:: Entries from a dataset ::
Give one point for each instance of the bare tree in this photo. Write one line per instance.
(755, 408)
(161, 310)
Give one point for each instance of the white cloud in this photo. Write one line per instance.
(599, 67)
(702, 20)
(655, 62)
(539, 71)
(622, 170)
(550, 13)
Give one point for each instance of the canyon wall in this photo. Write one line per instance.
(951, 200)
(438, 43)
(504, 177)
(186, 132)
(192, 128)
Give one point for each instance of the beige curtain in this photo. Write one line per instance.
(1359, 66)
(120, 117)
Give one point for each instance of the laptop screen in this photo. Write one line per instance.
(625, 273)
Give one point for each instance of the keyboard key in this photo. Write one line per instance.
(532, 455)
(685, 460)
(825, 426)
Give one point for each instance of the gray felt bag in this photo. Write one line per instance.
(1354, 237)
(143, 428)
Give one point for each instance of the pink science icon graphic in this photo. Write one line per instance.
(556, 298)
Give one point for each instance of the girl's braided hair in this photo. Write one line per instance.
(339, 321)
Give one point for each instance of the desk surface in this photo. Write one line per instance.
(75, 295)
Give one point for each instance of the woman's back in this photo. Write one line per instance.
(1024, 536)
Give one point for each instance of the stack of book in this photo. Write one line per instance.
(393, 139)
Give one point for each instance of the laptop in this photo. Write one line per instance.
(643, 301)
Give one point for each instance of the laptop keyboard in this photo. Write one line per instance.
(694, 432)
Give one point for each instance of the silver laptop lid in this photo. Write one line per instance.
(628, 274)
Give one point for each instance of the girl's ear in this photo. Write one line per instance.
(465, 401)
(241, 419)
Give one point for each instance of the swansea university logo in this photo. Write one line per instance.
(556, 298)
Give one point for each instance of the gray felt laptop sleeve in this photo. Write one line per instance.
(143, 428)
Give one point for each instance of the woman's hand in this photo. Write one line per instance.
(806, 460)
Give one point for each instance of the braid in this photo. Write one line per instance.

:: EXERCISE BRIEF ::
Rewrite all of the data above as a numbered list with one line per item, and leave out any blank lines.

:: TASK ANSWER ::
1. Give one point for each instance of the bare tree in this photo. Write one line per instance.
2. (755, 408)
3. (161, 310)
4. Give one point for each instance of the white cloud in this photo. Write one line per instance.
5. (599, 67)
6. (702, 20)
7. (655, 62)
8. (539, 71)
9. (622, 170)
10. (550, 13)
11. Give one point for each instance of the canyon wall in this photo. Write one line per instance.
12. (951, 200)
13. (438, 43)
14. (504, 177)
15. (186, 132)
16. (192, 128)
17. Give one point for each instance of the beige curtain in this photo. Write one line per instance.
18. (1359, 66)
19. (120, 117)
20. Give one point for each instance of the laptop screen in this photo. Write one line per instance.
21. (625, 273)
22. Give one point for each instance of the keyboard key in this photo. Write one line per instance.
23. (532, 455)
24. (685, 460)
25. (825, 426)
26. Give one point for each instance of the gray felt bag in this photo. Write one line per instance.
27. (1354, 237)
28. (143, 428)
29. Give one point for each instance of the pink science icon graphic in this photo. Write one line per instance.
30. (556, 298)
31. Give one point for each instance of the girl's braided hair in this photo. Write one line per instance.
32. (339, 321)
33. Give one point for each instance of the desk surface in this photo. Write one line per instance.
34. (75, 295)
35. Give one point for each instance of the woman's back in this photo. Write one line per instance.
36. (1024, 536)
37. Give one point for each instance of the stack of book in this photo. Write one line per instance.
38. (393, 139)
39. Give one point for each instance of the laptop in this photo. Write one line per instance.
40. (643, 301)
41. Give one point for each instance of the laptop keyboard in this photo. Write one line per instance.
42. (694, 432)
43. Give one point for each instance of the silver laptop lid in this photo. Write one line per instance.
44. (628, 274)
45. Give one point for each instance of the girl's ear in this photo. Write one line per instance.
46. (465, 401)
47. (241, 419)
48. Give one point for each instance of the swansea university logo in this photo. Write one line per instance.
49. (556, 298)
50. Give one point for each instance of the gray felt laptop sleeve in this photo. Write one line per instance.
51. (143, 428)
52. Give one point for each instance of the woman's hand in this photo. Write one line per instance.
53. (806, 460)
54. Give one point for each instance of the braid in this photo. Write one line per instance.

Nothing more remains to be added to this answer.